Treść zadania :: Przepisz bez żadnych zmian wiersze rekordów, zaczynając od wiersza zawierającego „# point at: the dark doorway” i kończąc na ostatnim wierszu rekordów.

Dostarczone dane ::

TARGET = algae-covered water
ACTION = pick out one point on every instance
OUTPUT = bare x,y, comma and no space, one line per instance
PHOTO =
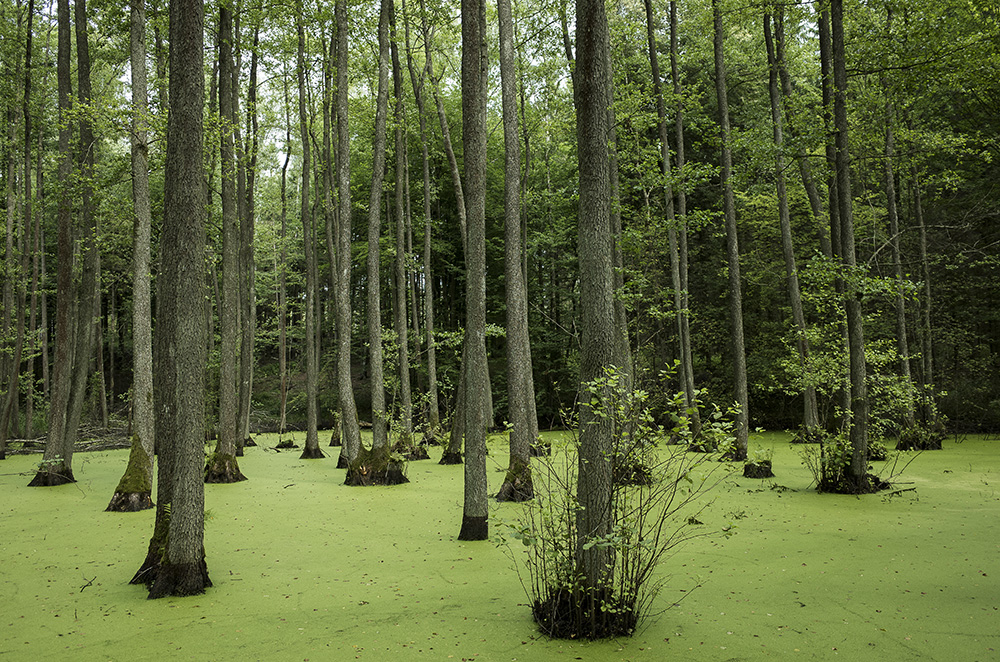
307,569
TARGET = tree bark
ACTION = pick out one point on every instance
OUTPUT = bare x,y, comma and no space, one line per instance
311,448
517,485
345,388
593,84
475,525
732,246
810,417
135,487
857,474
177,545
222,465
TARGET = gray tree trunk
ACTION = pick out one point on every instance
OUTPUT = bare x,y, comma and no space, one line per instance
732,246
222,465
134,489
517,485
810,418
857,475
345,388
475,525
593,84
177,545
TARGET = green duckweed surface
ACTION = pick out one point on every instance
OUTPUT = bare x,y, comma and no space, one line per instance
307,569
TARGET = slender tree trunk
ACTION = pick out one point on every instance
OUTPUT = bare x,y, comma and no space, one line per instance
810,418
379,417
135,487
401,280
176,564
732,246
684,316
593,83
248,292
475,525
311,449
345,388
857,474
517,485
222,466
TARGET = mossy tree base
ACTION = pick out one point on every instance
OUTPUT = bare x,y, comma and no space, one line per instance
222,468
52,477
130,502
566,614
474,528
376,467
312,454
180,580
540,449
761,469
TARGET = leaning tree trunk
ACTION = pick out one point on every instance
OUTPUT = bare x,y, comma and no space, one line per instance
222,466
732,247
135,487
517,484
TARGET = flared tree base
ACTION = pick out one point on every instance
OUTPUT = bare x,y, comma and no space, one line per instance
761,469
180,580
474,528
129,502
222,468
376,467
566,614
312,454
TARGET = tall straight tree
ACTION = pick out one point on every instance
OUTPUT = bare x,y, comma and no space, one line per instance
135,487
400,275
517,484
857,475
75,343
175,564
810,416
380,437
475,525
417,82
311,449
345,388
732,244
593,85
222,466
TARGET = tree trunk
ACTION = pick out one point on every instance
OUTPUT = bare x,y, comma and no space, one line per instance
592,82
687,360
222,466
311,448
517,485
857,474
810,417
401,280
475,525
379,416
732,246
177,548
135,487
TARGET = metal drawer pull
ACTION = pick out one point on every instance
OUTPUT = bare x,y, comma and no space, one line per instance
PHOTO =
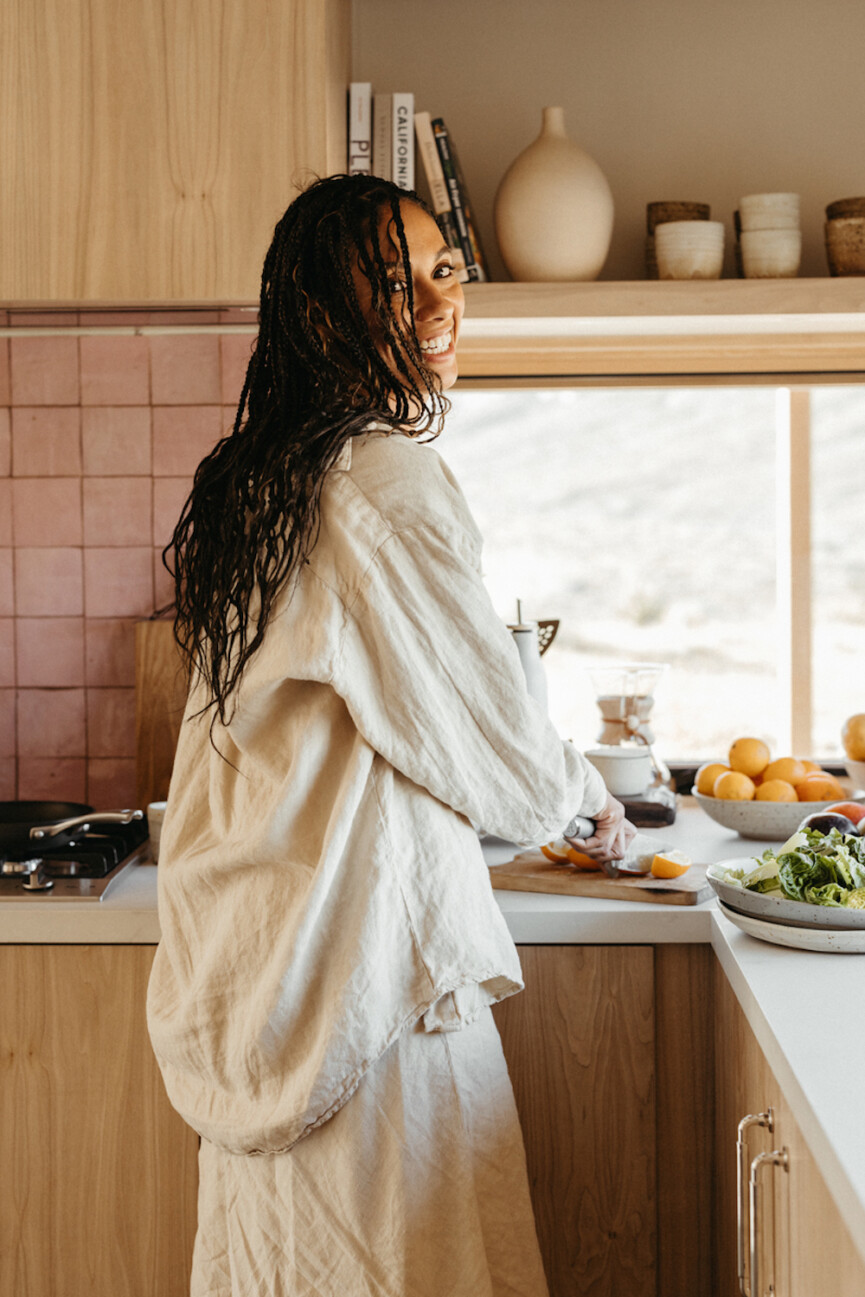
765,1119
777,1157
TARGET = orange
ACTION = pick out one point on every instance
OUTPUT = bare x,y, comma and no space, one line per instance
820,786
671,864
707,774
787,768
734,786
776,790
748,756
852,736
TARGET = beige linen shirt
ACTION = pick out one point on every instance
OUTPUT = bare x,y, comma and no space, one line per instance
320,883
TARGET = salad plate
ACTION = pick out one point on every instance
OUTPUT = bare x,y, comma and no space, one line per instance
829,940
770,905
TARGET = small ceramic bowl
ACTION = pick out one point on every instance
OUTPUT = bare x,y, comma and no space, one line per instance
767,821
689,249
770,253
769,212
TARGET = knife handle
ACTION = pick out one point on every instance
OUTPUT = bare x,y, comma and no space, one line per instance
581,826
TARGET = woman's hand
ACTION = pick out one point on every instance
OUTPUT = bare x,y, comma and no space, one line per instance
612,833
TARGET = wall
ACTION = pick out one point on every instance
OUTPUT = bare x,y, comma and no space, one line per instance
101,427
673,99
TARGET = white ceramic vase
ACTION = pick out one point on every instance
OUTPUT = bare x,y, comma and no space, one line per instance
554,209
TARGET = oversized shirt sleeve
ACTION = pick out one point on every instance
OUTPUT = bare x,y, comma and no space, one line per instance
433,681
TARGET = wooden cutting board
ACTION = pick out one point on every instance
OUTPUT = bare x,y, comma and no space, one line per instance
533,872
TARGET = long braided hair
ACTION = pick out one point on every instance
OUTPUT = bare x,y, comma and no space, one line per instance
315,379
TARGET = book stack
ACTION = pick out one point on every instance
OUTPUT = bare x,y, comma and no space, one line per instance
380,143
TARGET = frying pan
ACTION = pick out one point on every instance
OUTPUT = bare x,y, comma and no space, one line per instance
62,821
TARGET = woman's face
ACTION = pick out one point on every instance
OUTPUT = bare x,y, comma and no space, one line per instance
437,293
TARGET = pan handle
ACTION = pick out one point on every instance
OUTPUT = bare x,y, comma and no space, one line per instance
83,822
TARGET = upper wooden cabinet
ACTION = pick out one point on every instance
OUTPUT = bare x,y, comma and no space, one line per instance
148,147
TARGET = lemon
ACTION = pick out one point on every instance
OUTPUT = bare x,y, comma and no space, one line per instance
734,786
671,864
776,790
786,768
748,756
707,774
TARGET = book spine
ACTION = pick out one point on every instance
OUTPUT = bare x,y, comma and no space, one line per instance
359,161
438,196
442,144
402,170
381,126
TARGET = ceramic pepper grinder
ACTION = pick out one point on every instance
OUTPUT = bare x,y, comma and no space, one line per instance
525,636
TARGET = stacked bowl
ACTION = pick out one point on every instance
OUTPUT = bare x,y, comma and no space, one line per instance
768,236
844,234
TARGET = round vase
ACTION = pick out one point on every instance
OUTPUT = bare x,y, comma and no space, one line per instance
554,209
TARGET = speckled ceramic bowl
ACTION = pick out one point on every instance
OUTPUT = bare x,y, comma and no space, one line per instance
767,821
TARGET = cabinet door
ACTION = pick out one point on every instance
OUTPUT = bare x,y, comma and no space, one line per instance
100,1174
580,1043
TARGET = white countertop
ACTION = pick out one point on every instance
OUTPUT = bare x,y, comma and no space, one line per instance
803,1007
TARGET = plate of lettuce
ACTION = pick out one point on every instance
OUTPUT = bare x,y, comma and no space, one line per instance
813,880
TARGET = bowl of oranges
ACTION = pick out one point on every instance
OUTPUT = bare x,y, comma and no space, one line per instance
761,798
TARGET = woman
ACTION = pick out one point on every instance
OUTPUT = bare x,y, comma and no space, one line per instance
319,1001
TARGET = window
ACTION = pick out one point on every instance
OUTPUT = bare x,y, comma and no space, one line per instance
654,524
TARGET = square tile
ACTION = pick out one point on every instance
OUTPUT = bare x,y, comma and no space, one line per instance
110,784
235,352
118,583
51,723
182,437
47,510
117,511
169,497
7,723
5,442
7,653
7,585
52,778
5,511
184,368
114,371
109,651
44,370
49,651
116,441
46,442
110,723
49,583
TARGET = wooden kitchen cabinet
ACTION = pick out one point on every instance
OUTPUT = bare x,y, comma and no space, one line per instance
100,1174
805,1247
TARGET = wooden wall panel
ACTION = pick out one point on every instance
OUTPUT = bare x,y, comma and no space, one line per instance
100,1174
148,147
581,1053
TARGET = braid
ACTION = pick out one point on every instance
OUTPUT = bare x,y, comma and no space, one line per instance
315,379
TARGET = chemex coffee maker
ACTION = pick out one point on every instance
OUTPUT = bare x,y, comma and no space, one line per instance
625,695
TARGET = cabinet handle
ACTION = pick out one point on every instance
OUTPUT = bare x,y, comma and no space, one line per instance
777,1157
741,1174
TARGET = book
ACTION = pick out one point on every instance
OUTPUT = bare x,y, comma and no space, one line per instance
438,192
393,152
359,135
475,270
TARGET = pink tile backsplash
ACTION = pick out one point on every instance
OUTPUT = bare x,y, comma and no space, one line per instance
184,368
44,370
117,511
49,583
46,441
116,441
47,510
114,371
100,436
49,651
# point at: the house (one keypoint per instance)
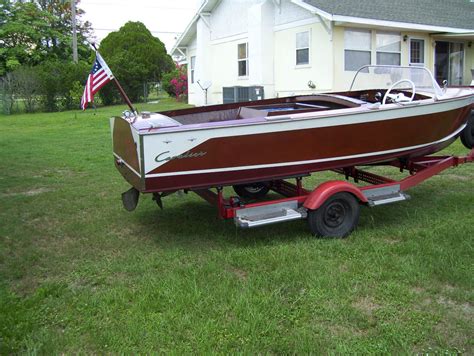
(242, 49)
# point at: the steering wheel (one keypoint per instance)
(396, 83)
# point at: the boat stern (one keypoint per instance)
(126, 150)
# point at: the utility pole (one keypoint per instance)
(74, 32)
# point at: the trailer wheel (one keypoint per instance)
(337, 217)
(467, 135)
(252, 191)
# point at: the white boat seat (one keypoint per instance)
(249, 113)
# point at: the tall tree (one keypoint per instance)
(34, 31)
(135, 56)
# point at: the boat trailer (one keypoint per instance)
(332, 208)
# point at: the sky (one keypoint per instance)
(166, 19)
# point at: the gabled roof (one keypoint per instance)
(447, 14)
(190, 31)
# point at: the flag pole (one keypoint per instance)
(120, 89)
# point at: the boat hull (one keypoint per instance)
(204, 157)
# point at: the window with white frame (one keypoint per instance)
(357, 48)
(388, 47)
(192, 67)
(242, 59)
(302, 48)
(417, 52)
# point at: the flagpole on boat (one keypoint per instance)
(120, 89)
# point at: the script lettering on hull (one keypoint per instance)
(165, 156)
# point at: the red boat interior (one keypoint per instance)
(277, 107)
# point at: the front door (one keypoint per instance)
(449, 62)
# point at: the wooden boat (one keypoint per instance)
(389, 113)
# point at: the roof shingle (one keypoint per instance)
(443, 13)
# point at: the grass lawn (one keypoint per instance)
(80, 274)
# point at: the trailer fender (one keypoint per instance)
(325, 190)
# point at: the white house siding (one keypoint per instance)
(229, 19)
(343, 78)
(288, 12)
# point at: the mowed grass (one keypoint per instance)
(80, 274)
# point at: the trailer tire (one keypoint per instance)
(252, 191)
(337, 217)
(467, 135)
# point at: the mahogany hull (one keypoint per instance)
(210, 157)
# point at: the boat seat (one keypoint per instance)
(333, 98)
(249, 113)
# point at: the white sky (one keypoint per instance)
(166, 19)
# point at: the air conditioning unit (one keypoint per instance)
(239, 94)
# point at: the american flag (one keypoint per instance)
(98, 77)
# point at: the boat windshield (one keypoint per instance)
(383, 77)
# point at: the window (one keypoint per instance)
(192, 67)
(417, 52)
(302, 48)
(357, 49)
(388, 48)
(242, 59)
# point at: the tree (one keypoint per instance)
(32, 32)
(135, 56)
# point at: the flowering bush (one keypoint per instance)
(176, 82)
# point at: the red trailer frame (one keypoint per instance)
(382, 190)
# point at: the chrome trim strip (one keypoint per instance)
(130, 167)
(303, 162)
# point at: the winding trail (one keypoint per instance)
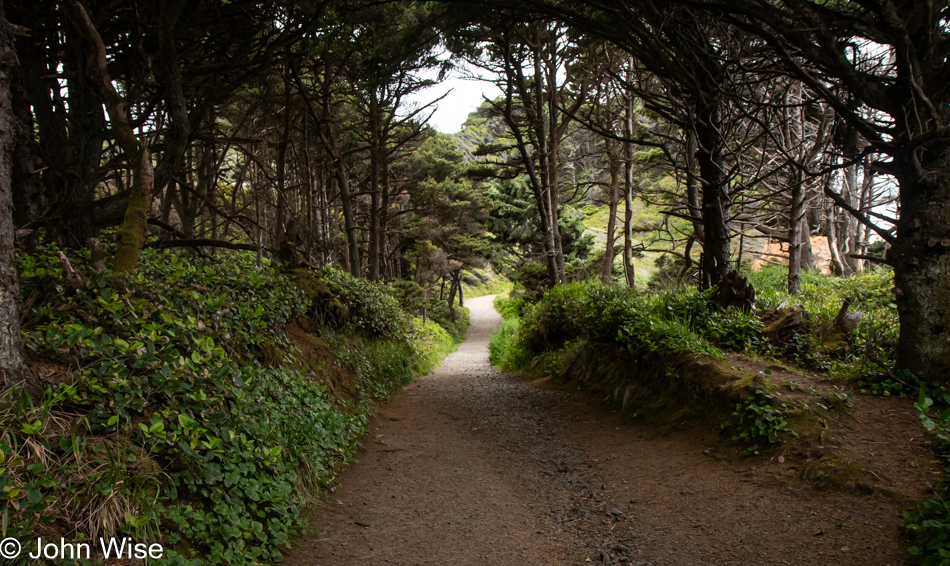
(473, 466)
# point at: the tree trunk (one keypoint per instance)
(130, 237)
(13, 366)
(710, 156)
(796, 217)
(921, 260)
(374, 186)
(628, 269)
(612, 219)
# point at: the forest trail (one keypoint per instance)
(471, 465)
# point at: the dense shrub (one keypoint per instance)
(183, 418)
(871, 346)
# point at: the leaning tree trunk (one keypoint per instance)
(130, 237)
(13, 367)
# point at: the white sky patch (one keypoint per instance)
(465, 96)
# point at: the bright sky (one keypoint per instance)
(452, 110)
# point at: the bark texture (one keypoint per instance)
(130, 237)
(13, 366)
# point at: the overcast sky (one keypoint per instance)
(452, 110)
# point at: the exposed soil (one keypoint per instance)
(471, 465)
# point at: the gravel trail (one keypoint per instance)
(474, 466)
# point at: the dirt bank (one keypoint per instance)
(470, 465)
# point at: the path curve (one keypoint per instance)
(473, 466)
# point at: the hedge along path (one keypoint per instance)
(470, 465)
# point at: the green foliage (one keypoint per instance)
(501, 352)
(431, 343)
(184, 418)
(759, 420)
(871, 346)
(726, 328)
(508, 307)
(613, 314)
(928, 522)
(373, 310)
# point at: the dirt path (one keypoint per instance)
(470, 466)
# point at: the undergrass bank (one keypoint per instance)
(661, 353)
(191, 405)
(608, 339)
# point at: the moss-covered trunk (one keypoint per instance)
(921, 259)
(131, 234)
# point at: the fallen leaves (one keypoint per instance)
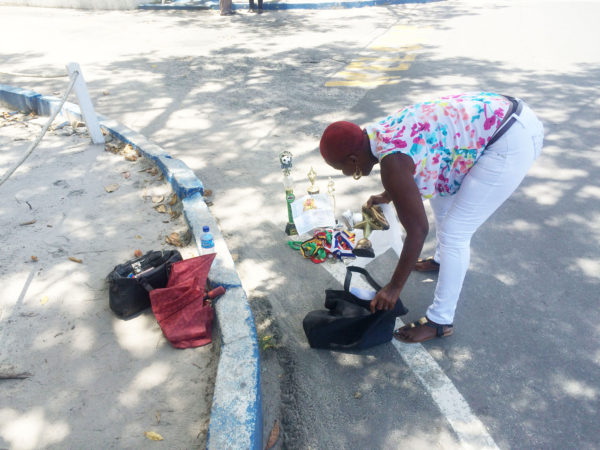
(273, 436)
(153, 436)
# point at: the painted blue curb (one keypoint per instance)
(277, 5)
(236, 414)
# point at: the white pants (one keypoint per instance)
(496, 174)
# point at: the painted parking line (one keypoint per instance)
(469, 429)
(383, 61)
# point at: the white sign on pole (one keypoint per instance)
(85, 104)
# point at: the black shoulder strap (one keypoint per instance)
(364, 273)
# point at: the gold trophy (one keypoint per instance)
(312, 176)
(372, 219)
(285, 159)
(331, 192)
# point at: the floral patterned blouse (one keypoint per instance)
(444, 137)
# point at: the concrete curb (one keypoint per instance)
(277, 5)
(236, 415)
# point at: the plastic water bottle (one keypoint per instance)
(207, 242)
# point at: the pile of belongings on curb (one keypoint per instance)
(338, 243)
(326, 243)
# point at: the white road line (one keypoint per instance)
(469, 429)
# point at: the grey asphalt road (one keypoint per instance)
(227, 94)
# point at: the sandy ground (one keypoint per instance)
(75, 375)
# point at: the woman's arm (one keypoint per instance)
(397, 177)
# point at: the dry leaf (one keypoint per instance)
(174, 239)
(153, 436)
(273, 436)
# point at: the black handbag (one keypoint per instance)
(347, 323)
(130, 282)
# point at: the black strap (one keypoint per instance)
(517, 107)
(364, 273)
(144, 283)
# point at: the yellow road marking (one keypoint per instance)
(393, 53)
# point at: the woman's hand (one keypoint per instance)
(385, 299)
(378, 199)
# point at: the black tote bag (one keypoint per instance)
(347, 323)
(130, 282)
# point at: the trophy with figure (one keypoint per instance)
(285, 159)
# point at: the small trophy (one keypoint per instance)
(372, 219)
(312, 176)
(331, 192)
(285, 158)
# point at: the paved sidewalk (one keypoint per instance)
(78, 376)
(276, 4)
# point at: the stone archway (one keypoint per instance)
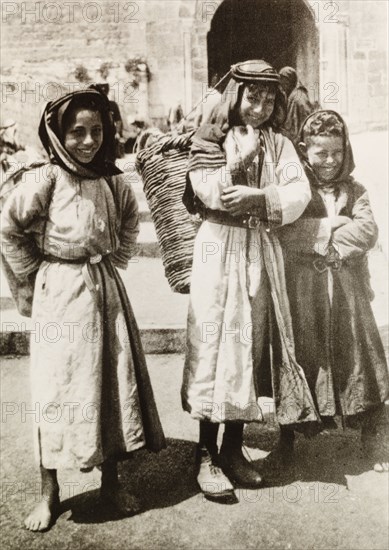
(281, 31)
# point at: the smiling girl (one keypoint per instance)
(336, 336)
(69, 226)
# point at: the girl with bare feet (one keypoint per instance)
(336, 337)
(66, 228)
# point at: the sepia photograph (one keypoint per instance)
(194, 331)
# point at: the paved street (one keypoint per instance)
(326, 499)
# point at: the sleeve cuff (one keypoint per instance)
(273, 206)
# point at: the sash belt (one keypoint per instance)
(224, 218)
(85, 262)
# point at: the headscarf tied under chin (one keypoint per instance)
(52, 129)
(207, 151)
(348, 165)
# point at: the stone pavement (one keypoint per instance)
(327, 498)
(161, 314)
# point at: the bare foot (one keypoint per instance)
(41, 516)
(381, 467)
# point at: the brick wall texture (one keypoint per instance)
(43, 43)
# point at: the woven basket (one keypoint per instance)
(162, 167)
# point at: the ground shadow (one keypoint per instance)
(158, 480)
(329, 457)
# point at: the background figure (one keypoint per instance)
(117, 149)
(131, 134)
(175, 117)
(299, 104)
(240, 283)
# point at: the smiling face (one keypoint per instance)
(84, 135)
(257, 105)
(325, 155)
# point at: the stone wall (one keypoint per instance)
(43, 43)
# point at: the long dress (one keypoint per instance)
(237, 292)
(89, 381)
(336, 337)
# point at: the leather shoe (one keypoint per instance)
(212, 481)
(239, 469)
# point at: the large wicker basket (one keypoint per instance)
(162, 167)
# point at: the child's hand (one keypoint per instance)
(338, 221)
(240, 199)
(247, 142)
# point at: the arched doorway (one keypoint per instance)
(283, 32)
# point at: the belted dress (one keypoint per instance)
(91, 393)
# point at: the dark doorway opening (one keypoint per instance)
(283, 32)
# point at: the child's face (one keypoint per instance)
(84, 135)
(325, 155)
(256, 106)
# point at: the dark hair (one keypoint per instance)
(278, 115)
(76, 106)
(323, 124)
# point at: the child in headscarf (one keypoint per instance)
(68, 226)
(336, 336)
(245, 179)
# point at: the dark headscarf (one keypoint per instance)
(52, 128)
(290, 75)
(348, 164)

Odpowiedź pisemna ::
# point at: the dark doorway opening (one keypoint per instance)
(283, 32)
# point at: the child's face (one keypoint per instance)
(84, 135)
(325, 155)
(256, 106)
# point at: the dark hair (one keypoint per instance)
(278, 115)
(76, 106)
(323, 124)
# point at: the child in headscarf (one keypoint per instance)
(68, 226)
(336, 336)
(245, 179)
# point at: the dark headscarf (one keypoint per instance)
(52, 128)
(290, 75)
(348, 164)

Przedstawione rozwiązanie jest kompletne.